Problem description:
Quote exactly the lines running from the line with "Annotate the owl in" to the end of the entries, including both, and nothing else.

(Stored entries)
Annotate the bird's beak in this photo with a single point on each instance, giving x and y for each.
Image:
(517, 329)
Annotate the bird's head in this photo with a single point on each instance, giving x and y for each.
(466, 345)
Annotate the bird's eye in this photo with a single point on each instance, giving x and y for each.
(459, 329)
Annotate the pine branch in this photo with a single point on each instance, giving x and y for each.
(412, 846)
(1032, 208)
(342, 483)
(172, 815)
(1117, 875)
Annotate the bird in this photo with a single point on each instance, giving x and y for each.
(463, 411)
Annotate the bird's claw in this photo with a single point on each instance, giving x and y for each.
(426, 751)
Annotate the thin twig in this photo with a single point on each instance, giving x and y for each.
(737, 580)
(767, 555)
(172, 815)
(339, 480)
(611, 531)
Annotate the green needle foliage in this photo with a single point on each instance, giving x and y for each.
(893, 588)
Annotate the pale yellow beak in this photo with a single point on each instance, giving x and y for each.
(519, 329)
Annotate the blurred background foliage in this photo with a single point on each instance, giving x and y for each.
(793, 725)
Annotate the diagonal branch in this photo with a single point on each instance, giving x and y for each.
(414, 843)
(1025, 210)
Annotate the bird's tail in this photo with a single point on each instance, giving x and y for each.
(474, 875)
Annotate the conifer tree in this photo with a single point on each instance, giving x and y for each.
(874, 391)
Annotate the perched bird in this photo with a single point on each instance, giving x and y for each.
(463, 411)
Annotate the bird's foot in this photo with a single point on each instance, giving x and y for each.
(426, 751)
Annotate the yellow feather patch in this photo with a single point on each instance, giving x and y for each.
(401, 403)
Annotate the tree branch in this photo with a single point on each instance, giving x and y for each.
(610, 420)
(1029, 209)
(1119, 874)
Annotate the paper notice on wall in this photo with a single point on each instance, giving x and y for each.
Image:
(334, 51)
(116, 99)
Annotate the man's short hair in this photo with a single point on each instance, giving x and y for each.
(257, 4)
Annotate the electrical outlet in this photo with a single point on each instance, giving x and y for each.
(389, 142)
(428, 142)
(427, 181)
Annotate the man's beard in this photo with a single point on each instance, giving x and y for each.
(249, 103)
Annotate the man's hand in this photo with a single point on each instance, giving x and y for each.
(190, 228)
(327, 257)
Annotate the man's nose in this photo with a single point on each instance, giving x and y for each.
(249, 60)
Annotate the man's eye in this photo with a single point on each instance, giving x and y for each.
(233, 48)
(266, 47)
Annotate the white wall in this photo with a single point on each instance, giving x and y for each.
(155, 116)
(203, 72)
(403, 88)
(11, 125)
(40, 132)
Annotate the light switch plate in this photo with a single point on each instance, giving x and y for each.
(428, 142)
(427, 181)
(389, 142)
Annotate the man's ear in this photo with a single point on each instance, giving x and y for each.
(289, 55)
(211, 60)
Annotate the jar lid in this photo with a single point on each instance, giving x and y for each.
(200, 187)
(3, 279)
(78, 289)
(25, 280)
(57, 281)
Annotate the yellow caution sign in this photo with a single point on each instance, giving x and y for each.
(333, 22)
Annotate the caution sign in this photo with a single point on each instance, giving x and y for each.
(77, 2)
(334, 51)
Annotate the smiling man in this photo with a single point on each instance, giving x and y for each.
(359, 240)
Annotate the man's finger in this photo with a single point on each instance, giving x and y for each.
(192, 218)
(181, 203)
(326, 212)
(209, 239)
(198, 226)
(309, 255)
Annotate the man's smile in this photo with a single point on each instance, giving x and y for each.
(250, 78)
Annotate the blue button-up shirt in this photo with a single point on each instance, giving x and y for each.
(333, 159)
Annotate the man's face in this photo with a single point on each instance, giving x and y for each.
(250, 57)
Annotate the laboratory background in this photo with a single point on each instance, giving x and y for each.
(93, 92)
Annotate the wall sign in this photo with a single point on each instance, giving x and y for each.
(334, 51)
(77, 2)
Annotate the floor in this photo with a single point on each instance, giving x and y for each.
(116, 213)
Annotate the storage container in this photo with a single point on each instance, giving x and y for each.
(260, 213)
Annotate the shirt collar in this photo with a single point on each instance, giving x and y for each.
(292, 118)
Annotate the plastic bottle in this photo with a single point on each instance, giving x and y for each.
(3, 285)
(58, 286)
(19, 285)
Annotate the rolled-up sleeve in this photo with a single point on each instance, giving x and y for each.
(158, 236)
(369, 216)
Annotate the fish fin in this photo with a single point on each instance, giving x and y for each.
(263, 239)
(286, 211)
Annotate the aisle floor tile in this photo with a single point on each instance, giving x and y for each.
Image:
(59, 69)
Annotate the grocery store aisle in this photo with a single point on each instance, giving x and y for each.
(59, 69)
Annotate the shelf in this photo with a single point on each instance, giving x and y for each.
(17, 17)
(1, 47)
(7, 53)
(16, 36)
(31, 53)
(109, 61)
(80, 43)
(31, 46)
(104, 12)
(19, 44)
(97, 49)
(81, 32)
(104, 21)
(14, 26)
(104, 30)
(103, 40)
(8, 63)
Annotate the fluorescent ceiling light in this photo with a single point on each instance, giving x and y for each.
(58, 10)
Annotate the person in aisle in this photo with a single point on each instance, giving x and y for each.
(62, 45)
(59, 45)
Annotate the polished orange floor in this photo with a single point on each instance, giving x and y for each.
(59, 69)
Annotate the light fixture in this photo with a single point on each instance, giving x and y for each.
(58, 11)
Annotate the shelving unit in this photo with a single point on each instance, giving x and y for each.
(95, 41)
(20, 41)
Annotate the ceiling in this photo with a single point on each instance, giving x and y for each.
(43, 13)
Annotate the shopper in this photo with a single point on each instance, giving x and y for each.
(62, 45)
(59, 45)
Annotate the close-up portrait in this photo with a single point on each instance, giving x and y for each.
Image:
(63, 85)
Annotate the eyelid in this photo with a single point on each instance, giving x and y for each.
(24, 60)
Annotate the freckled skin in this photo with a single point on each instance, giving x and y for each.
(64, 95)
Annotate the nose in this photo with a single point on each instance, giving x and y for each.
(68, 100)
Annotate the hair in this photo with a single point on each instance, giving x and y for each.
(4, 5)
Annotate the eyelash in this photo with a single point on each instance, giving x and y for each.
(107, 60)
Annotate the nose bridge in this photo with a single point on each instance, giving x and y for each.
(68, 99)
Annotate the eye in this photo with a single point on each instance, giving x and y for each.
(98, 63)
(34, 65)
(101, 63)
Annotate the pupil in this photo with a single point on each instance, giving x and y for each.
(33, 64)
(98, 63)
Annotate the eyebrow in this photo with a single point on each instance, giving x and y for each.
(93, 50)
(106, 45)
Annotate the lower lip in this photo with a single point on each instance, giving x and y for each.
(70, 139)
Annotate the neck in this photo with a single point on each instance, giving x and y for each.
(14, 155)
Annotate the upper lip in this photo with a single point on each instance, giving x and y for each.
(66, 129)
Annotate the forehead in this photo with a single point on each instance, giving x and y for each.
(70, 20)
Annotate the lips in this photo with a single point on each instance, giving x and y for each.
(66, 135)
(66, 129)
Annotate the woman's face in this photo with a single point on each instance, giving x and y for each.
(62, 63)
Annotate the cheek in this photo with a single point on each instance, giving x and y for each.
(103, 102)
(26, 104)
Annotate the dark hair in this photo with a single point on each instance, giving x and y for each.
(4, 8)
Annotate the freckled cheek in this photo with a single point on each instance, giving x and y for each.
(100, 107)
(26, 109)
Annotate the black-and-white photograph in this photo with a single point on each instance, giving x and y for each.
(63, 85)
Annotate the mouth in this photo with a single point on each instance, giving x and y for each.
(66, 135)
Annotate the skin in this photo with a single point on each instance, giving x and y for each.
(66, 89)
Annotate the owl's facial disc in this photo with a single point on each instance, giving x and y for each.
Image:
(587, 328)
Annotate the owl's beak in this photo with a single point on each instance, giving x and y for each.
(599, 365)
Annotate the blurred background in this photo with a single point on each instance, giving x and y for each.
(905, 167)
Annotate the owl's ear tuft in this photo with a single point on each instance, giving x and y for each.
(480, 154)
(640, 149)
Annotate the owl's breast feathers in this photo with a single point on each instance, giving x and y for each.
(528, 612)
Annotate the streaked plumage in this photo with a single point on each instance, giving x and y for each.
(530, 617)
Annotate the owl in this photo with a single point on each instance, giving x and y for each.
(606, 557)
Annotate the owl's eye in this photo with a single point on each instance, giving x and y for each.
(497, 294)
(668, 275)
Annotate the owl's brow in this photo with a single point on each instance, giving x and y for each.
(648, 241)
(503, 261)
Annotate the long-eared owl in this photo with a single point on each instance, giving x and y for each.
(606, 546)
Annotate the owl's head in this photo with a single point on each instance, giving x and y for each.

The solution:
Annotate the owl in this photo with a single point on each instance, giving x and y for each.
(606, 557)
Annotate the owl's eye in this photo with a single point on each instance, giving x and y for each.
(497, 294)
(668, 275)
Annotate the owl's brow in this photo with a single point on each instance, giving x and y for each.
(648, 241)
(503, 261)
Annotate the long-eared owl in this photo with a single point on each instance, giving x and y for each.
(606, 546)
Annotate the owl's head in this photo with a single point on each instance, giving x and y for each.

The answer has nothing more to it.